• _Requirement_: If a line in the data contains "below", copy it out.

━━ Working data ━━

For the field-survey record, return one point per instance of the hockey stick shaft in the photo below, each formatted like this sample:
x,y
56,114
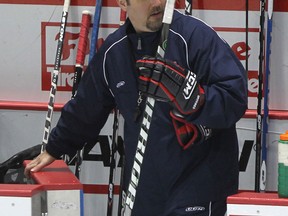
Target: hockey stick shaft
x,y
113,154
147,117
114,148
80,60
188,7
81,50
266,93
259,98
95,29
56,71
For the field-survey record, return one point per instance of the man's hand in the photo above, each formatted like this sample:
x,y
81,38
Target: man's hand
x,y
41,161
166,81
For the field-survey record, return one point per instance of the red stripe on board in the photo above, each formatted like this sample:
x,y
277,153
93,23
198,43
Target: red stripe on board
x,y
279,5
20,105
253,198
99,189
233,29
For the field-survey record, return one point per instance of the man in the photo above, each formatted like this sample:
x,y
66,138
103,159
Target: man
x,y
191,160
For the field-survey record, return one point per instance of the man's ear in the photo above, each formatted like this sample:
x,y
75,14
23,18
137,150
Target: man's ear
x,y
122,4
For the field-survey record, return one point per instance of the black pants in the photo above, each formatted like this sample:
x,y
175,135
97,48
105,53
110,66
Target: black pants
x,y
217,208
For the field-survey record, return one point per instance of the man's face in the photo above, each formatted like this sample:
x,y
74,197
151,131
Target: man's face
x,y
146,15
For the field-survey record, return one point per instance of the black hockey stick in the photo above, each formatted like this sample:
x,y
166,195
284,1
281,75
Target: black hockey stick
x,y
55,74
259,97
188,7
80,60
266,95
147,117
113,153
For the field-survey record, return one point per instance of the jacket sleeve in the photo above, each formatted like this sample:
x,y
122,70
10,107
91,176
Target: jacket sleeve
x,y
222,76
83,117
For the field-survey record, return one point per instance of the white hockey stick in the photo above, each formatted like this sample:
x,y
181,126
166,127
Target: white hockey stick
x,y
147,117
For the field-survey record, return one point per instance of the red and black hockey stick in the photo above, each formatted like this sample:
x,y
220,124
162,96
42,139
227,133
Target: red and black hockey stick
x,y
80,60
56,71
147,117
95,29
259,97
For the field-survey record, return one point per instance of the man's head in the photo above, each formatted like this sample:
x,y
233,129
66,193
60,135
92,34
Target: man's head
x,y
145,15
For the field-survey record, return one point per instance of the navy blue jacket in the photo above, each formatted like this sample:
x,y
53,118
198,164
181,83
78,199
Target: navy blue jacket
x,y
171,178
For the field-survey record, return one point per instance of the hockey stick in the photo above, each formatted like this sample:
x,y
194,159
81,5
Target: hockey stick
x,y
114,148
81,51
55,74
147,117
188,7
95,30
80,60
113,155
16,160
266,93
247,36
259,98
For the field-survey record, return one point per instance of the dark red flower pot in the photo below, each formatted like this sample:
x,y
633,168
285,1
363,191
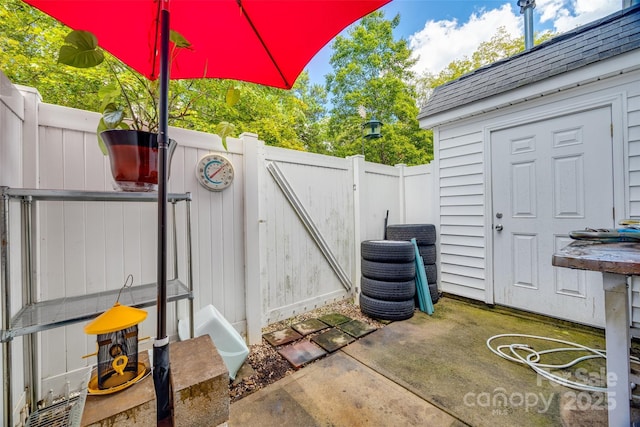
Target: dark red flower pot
x,y
133,155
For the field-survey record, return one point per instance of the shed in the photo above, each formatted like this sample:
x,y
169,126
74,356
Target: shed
x,y
528,149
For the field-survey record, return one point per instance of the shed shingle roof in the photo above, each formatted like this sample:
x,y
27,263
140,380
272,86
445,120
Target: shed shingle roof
x,y
610,36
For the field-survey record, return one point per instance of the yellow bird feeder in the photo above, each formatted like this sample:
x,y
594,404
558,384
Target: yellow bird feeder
x,y
117,331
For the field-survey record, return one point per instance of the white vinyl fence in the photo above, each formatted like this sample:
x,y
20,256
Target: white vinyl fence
x,y
283,239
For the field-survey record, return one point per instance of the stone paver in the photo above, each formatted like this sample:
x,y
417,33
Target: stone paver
x,y
309,326
302,353
333,339
282,337
334,319
356,328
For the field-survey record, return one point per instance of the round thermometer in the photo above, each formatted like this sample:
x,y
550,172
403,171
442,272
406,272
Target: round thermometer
x,y
214,172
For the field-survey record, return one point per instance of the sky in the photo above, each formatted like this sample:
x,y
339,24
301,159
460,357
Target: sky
x,y
440,31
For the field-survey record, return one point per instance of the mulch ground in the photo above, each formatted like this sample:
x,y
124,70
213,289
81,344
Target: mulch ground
x,y
269,366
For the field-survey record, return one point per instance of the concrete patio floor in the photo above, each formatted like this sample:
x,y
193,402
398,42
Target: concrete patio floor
x,y
434,371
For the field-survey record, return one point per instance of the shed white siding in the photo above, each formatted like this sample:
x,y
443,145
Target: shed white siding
x,y
461,202
462,166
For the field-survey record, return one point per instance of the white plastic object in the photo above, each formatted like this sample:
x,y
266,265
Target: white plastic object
x,y
227,340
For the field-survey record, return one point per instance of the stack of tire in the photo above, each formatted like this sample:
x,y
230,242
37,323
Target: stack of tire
x,y
425,235
388,284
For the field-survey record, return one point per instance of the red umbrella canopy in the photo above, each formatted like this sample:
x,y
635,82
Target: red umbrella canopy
x,y
261,41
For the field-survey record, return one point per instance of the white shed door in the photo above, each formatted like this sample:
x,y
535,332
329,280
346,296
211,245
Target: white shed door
x,y
549,178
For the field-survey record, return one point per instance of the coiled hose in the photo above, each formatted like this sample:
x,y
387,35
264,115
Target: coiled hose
x,y
533,358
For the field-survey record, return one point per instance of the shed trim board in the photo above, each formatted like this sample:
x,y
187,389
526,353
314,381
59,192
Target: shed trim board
x,y
612,93
474,134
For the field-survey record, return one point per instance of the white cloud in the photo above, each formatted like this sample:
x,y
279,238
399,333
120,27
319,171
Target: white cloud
x,y
579,12
441,42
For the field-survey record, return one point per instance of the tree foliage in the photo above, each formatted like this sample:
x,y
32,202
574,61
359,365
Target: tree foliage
x,y
371,70
500,46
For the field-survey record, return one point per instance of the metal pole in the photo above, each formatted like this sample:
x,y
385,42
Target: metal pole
x,y
32,377
161,365
190,270
526,8
5,296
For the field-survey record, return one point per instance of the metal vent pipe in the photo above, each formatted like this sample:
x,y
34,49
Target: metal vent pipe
x,y
526,8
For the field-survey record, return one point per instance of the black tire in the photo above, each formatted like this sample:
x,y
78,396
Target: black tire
x,y
425,234
428,254
387,250
388,291
386,310
389,271
431,271
433,290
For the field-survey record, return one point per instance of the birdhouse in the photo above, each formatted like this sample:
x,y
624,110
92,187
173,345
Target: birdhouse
x,y
117,335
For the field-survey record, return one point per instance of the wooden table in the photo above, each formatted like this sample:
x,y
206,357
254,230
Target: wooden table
x,y
616,261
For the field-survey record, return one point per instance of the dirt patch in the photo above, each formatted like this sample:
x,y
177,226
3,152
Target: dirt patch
x,y
268,366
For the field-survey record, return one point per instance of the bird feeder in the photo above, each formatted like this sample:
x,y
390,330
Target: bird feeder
x,y
117,336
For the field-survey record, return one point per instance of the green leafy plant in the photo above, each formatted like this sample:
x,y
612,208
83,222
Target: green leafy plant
x,y
130,101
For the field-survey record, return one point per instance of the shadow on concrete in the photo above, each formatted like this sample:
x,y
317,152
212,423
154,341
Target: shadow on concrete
x,y
434,371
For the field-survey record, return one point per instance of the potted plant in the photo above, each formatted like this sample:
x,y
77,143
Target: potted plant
x,y
127,130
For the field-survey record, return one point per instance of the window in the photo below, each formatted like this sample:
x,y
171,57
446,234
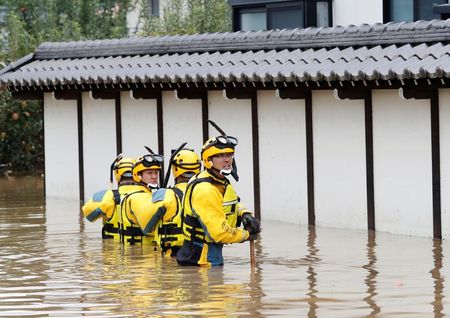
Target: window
x,y
153,6
410,10
272,14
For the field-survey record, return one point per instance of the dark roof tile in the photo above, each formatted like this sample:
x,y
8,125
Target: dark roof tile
x,y
365,52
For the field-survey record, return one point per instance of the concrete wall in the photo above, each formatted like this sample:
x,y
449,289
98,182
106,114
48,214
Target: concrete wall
x,y
182,122
339,161
282,155
61,148
401,152
139,125
99,142
234,117
357,12
444,113
402,164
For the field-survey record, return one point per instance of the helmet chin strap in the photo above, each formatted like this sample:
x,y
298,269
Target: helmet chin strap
x,y
152,186
225,172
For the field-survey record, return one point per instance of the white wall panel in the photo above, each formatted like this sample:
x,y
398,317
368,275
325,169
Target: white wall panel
x,y
282,156
99,142
235,118
402,164
139,125
61,148
339,161
356,12
444,125
182,123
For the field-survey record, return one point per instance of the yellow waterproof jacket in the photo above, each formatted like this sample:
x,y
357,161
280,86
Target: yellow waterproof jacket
x,y
147,210
169,234
108,204
206,206
210,216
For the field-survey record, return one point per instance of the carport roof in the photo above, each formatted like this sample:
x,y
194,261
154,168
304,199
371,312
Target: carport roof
x,y
393,51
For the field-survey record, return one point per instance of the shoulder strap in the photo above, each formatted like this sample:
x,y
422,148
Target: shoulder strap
x,y
116,195
178,193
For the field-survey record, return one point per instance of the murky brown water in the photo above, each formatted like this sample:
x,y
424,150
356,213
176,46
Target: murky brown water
x,y
53,263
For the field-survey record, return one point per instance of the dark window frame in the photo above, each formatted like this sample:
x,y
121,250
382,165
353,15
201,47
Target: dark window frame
x,y
387,14
309,10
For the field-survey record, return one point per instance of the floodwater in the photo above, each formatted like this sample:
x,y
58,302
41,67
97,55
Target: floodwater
x,y
53,263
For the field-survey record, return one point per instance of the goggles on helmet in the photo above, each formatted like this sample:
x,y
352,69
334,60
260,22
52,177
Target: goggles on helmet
x,y
222,142
151,160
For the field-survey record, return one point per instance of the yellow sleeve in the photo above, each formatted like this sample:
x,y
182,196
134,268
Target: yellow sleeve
x,y
242,209
207,204
170,204
101,204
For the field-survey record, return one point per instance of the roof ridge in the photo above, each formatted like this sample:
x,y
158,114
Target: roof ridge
x,y
311,37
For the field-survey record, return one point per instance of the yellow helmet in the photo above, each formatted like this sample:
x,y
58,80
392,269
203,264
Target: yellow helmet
x,y
123,168
186,161
147,162
215,146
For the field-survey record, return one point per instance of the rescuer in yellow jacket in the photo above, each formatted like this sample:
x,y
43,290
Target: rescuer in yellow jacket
x,y
141,211
106,204
185,164
211,209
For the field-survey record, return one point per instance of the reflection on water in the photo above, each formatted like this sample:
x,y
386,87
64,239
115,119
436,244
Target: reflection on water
x,y
53,263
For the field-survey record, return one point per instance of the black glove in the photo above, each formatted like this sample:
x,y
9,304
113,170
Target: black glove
x,y
250,224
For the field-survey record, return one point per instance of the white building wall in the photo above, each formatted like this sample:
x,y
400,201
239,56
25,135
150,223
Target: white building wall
x,y
402,164
282,155
339,161
139,125
99,142
234,117
61,148
357,12
444,125
182,123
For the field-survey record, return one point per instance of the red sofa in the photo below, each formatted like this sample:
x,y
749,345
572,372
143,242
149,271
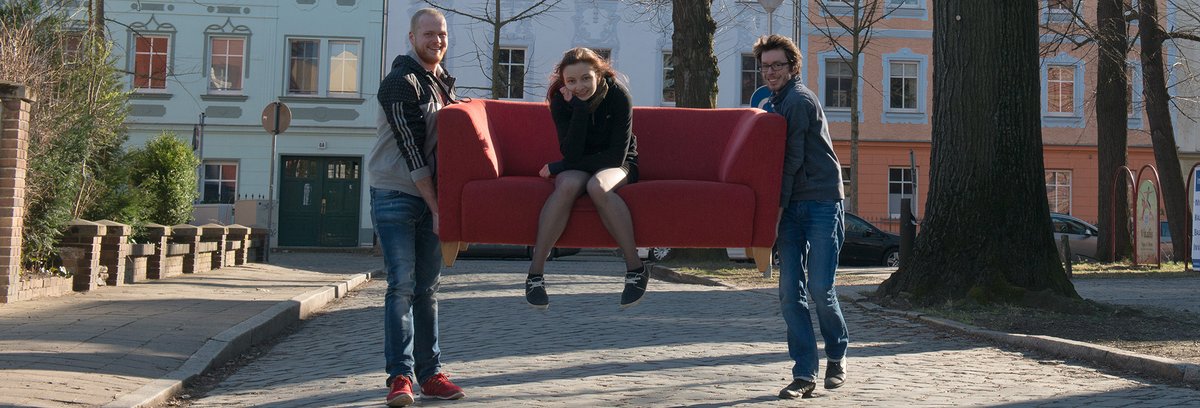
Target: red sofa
x,y
709,178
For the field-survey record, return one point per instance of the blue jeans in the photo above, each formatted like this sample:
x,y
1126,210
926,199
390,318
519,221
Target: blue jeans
x,y
810,235
412,257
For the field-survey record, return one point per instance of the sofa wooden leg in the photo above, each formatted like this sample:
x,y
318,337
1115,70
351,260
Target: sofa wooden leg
x,y
762,259
450,252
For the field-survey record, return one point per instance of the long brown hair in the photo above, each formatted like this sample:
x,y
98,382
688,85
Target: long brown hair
x,y
576,55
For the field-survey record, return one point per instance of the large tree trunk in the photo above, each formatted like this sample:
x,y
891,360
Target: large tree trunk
x,y
1113,121
695,72
1162,132
987,167
498,84
856,55
695,65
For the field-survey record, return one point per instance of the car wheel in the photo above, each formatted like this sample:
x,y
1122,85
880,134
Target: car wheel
x,y
892,258
659,255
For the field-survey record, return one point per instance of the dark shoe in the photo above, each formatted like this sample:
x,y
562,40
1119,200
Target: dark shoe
x,y
635,287
439,387
535,292
401,394
798,388
835,375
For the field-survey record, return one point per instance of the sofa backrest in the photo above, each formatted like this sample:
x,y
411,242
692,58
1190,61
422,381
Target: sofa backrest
x,y
672,143
683,144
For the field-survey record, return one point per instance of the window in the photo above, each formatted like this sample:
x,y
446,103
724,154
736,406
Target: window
x,y
304,63
667,78
226,57
511,73
343,69
310,73
845,185
838,77
904,85
220,183
150,61
1061,89
751,77
899,186
72,42
1060,5
1059,191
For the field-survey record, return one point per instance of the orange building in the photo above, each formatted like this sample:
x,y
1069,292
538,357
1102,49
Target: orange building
x,y
895,108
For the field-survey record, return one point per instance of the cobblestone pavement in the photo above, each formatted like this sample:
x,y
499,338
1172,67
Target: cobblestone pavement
x,y
684,346
87,349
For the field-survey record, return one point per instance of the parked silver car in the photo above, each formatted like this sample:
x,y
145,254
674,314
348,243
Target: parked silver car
x,y
1084,235
1079,233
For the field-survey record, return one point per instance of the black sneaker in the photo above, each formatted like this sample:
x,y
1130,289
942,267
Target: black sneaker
x,y
835,375
635,287
535,292
798,388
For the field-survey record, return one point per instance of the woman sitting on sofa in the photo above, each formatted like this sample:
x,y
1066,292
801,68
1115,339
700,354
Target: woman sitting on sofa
x,y
593,115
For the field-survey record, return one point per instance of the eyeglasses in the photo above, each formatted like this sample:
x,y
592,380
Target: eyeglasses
x,y
775,66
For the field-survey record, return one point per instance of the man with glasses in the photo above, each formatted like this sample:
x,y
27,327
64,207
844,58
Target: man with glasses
x,y
811,222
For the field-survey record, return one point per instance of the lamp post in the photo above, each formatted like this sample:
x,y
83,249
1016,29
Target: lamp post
x,y
769,6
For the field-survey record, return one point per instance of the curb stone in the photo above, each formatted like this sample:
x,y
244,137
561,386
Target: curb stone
x,y
1147,365
237,340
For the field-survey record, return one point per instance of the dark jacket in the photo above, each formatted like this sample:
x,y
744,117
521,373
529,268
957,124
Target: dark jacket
x,y
811,171
409,99
592,142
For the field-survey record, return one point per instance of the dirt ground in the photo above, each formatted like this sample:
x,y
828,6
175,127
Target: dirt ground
x,y
1146,330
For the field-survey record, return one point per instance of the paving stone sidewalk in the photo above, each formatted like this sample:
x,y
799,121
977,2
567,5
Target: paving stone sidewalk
x,y
107,346
684,346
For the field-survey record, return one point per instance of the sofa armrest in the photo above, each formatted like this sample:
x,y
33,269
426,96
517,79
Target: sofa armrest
x,y
754,156
466,153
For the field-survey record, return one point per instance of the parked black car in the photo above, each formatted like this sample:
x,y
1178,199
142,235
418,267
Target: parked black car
x,y
510,251
864,245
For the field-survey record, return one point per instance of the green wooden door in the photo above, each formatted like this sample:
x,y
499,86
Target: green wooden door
x,y
319,201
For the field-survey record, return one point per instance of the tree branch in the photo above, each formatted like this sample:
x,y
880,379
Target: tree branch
x,y
487,18
529,13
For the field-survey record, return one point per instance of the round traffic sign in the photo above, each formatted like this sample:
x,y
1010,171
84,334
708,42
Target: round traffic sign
x,y
761,99
276,118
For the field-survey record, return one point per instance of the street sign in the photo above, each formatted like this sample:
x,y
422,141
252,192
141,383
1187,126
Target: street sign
x,y
276,118
1195,220
1146,251
761,99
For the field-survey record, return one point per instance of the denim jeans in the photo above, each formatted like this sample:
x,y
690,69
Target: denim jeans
x,y
810,235
412,258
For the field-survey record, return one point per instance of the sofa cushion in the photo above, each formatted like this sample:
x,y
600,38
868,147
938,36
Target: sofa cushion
x,y
505,211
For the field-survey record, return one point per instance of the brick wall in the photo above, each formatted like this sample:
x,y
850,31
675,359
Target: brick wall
x,y
16,102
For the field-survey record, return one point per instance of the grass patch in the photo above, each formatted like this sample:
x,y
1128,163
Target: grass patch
x,y
1147,330
1125,269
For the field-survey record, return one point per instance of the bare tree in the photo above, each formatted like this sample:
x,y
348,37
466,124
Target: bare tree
x,y
491,15
1162,131
1110,39
96,18
987,165
695,78
849,28
1111,131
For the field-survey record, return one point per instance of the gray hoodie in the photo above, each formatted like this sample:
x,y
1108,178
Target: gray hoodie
x,y
811,171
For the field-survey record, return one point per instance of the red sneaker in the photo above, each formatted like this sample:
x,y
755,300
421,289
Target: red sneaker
x,y
401,393
439,387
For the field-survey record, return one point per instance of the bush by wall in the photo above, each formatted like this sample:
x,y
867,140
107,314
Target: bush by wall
x,y
166,171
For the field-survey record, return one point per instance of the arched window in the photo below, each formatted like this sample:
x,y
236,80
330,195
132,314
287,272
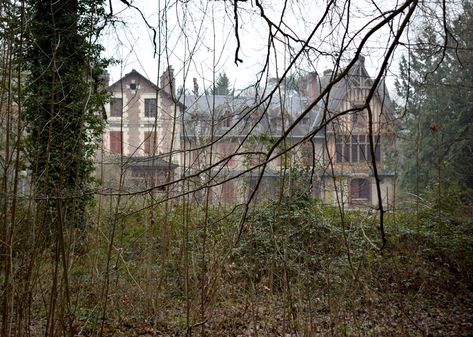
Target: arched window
x,y
360,190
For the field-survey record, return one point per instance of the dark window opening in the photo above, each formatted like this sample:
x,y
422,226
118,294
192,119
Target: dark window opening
x,y
150,107
150,142
116,142
116,107
360,189
356,149
227,119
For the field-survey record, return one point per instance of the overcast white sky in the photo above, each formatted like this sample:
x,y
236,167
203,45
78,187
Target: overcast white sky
x,y
198,39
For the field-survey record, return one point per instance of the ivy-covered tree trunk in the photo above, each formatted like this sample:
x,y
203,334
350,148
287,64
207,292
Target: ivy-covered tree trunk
x,y
64,65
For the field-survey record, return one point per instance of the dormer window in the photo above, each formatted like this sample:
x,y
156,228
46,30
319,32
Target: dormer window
x,y
227,119
150,107
116,107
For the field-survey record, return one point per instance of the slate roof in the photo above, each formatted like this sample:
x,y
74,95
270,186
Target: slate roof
x,y
116,86
245,111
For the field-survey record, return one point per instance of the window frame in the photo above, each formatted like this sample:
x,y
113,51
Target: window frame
x,y
116,142
355,148
114,111
150,113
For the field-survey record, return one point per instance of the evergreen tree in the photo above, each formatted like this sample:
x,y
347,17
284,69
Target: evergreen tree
x,y
437,88
222,85
64,94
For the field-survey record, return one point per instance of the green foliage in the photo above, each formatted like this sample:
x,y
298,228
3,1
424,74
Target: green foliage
x,y
222,86
64,94
436,86
282,236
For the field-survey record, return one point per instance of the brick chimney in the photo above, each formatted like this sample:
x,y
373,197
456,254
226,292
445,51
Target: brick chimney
x,y
309,85
168,82
105,79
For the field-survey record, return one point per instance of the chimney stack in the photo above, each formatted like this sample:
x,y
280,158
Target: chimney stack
x,y
105,79
168,82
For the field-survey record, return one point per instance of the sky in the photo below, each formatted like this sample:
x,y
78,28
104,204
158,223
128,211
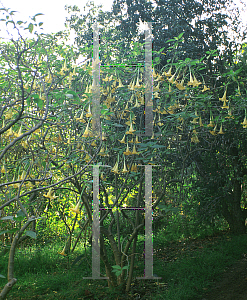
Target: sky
x,y
54,11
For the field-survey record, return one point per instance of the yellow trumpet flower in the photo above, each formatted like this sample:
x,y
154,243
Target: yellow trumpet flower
x,y
224,97
127,152
131,130
89,114
134,168
120,83
136,141
63,252
134,150
86,132
171,80
19,132
122,140
180,85
125,170
76,208
205,88
221,131
169,73
137,85
3,169
213,132
49,194
115,168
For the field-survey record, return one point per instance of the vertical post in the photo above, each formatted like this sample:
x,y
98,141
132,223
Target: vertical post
x,y
148,225
96,228
148,81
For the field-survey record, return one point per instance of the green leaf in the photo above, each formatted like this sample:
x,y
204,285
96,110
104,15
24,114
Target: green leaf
x,y
20,213
28,101
4,231
32,234
7,218
30,27
116,267
181,34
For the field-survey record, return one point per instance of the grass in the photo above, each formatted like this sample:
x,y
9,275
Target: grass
x,y
187,268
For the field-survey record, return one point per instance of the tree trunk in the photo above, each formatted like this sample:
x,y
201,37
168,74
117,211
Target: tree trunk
x,y
232,211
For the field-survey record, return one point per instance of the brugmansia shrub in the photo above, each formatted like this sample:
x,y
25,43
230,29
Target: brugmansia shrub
x,y
50,142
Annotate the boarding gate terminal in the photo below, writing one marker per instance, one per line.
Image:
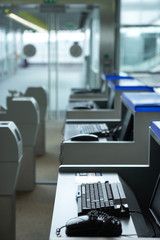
(108, 109)
(121, 142)
(40, 95)
(10, 163)
(24, 112)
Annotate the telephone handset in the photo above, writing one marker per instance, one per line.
(85, 137)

━━━

• _Expected answer_:
For the field-survey record, return one point per instance of the hockey stick shaft in the photo below, each formatted like this sample:
For the field-survey record, return one point per instance of the dark red flower pot in the photo below, each formatted like this sample:
For the field-survey record, return one point per instance of the window in the photo below, each formatted like this sample:
For the field-survey record, return one point per instance of the red sofa in the photo below, each formatted like this sample:
For the field-survey record, return one point per instance of the arched window in the photo below, each formatted like this sample:
For the field-survey record, return one point per instance of the sky in the photo below, each formatted like this sample:
Annotate the boarding gate terminal in the photo below, writing one marker per instance, one per line.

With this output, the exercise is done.